— Given passage —
....................
R Markdown for Lecture 1 exercise.

Load the flights dataset.

Calculate the mean delay in arrival for Delta Airlines (DL) (use filter())

Calculate the associated 95% confidence interval.

Do the same for United Airlines (UA) and compare the two. Do their confidence intervals overlap?

Calculate the mode for the delay in arrival for at JFK airport.

save a dataset as .sav with only departing flights from JFK airport.

Load the flights data.

library(nycflights13)
flights<-nycflights13::flights

Select just the delta flights

require(dplyr)
## Loading required package: dplyr
## Warning: package 'dplyr' was built under R version 3.5.2
## 
## Attaching package: 'dplyr'
## The following objects are masked from 'package:stats':
## 
##     filter, lag
## The following objects are masked from 'package:base':
## 
##     intersect, setdiff, setequal, union
delta<-filter(flights, carrier=="DL")

Means

#remove the missings
# chose to work in same dataset. (for safety reasons you could make a new one!)
delta<-filter(delta, arr_delay!='NA')
mean(delta$arr_delay)
## [1] 1.644341
# store it
mean_delta<-mean(delta$arr_delay)

95% CI

First get the ‘se’

se_delta<-sd(delta$arr_delay)/sqrt(length(delta$arr_delay))
se_delta
## [1] 0.2033937

Now calculate 95%CI.

UL_delta<- (mean_delta + 1.96*se_delta)
LL_delta<- (mean_delta - 1.96*se_delta)
UL_delta
## [1] 2.042993
LL_delta
## [1] 1.245689

United airlines.

All in one go

require(dplyr)
united<-filter(flights, carrier=="UA")
united<-filter(united, arr_delay!='NA')
mean(united$arr_delay)
## [1] 3.558011
# store it
mean_united<-mean(united$arr_delay)
se_united<-sd(united$arr_delay)/sqrt(length(united$arr_delay))
se_united
## [1] 0.1704989
UL_united<- (mean_united + 1.96*se_united)
LL_united<- (mean_united - 1.96*se_united)
UL_united
## [1] 3.892189
LL_united
## [1] 3.223833

Conclusion: Delta vs. United.

The 95%CI’s do not overlap. United [3.22 to 3.89] is significantly slower in terms of arrival time than Delta [1.25 to 2.04].

JFK airport

Make a dataset.

jfk<- filter(flights, origin=="JFK")
# remove the missings.
jfk<- filter(jfk, arr_delay!='NA')

Calculate the mode.

library(modeest)
## 
## This is package 'modeest' written by P. PONCET.
## For a complete list of functions, use 'library(help = "modeest")' or 'help.start()'.
mlv(jfk$arr_delay,  method='mfv')
## Mode (most likely value): -13 
## Bickel's modal skewness: 0.3091337 
## Call: mlv.default(x = jfk$arr_delay, method = "mfv")

The mode is -13. The most common value in the dataset is thus 13 minutes early!

Write away the data.

require(haven)
## Loading required package: haven
## Warning: package 'haven' was built under R version 3.5.2
write_sav(jfk, 'jfk.sav')

The end.
....................
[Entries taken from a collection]
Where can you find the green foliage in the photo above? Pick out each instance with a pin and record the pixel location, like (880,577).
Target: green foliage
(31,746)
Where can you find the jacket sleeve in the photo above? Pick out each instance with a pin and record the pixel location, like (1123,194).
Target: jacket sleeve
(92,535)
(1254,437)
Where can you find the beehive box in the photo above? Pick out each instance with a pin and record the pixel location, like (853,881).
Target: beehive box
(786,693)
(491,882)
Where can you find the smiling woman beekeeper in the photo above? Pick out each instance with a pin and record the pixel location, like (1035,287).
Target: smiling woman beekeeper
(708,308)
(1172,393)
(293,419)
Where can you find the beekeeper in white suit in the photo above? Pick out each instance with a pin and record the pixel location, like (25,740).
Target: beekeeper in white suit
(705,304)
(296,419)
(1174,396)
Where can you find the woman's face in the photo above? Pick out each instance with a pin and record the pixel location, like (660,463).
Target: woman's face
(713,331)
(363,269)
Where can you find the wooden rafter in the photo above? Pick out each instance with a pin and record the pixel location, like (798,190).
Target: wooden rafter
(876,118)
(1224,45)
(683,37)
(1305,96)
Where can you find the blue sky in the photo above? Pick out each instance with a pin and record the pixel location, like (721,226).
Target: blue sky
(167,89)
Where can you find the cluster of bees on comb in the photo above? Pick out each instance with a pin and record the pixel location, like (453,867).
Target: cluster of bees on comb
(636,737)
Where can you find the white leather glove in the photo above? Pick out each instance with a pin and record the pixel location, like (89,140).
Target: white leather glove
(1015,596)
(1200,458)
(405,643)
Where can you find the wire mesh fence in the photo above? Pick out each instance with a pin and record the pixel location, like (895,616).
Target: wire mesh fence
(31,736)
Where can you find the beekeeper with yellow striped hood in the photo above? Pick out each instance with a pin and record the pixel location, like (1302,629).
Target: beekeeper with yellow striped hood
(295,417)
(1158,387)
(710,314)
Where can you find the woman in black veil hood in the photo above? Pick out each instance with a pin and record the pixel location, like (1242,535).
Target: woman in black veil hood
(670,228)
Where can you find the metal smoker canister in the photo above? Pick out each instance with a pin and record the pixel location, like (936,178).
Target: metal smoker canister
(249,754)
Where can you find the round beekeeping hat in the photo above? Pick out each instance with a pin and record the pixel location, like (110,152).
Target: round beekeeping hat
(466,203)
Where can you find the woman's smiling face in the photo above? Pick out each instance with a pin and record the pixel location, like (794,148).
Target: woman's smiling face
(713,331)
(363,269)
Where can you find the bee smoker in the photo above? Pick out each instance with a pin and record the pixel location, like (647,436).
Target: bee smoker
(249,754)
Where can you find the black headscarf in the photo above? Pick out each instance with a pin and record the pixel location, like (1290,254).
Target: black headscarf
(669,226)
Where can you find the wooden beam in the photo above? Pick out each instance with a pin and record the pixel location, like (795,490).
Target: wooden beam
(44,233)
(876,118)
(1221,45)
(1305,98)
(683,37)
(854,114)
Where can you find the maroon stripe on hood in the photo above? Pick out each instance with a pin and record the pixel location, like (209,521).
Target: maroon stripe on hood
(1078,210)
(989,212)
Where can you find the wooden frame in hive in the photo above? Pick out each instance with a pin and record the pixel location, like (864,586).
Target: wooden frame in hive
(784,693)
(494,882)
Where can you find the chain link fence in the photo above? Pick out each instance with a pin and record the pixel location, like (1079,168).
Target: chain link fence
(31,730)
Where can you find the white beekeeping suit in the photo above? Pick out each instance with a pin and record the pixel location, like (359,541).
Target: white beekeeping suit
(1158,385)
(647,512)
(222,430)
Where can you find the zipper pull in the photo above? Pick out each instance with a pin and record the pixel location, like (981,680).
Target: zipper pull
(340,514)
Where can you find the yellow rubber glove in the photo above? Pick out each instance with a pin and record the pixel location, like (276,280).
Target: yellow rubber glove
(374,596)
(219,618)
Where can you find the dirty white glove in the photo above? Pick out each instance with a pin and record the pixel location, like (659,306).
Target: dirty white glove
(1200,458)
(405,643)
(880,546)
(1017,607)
....................
— Work to do —
1) Answer these questions about the R Markdown exercise, one line each:
(a) What mean arrival delay is printed for Delta Airlines?
(b) What standard error is printed for United Airlines?
(c) What mode is reported for the arrival delay of flights from JFK airport?
2) Echo the stretch of the R Markdown exercise from "united<-filter(united, arr_delay!='NA')" through "(mean_united - 1.96*se_united)" word for word.

— Task-by-task solutions —
1)
(a) 1.644341
(b) 0.1704989
(c) -13

2)
united<-filter(united, arr_delay!='NA')
mean(united$arr_delay)
## [1] 3.558011
# store it
mean_united<-mean(united$arr_delay)
se_united<-sd(united$arr_delay)/sqrt(length(united$arr_delay))
se_united
## [1] 0.1704989
UL_united<- (mean_united + 1.96*se_united)
LL_united<- (mean_united - 1.96*se_united)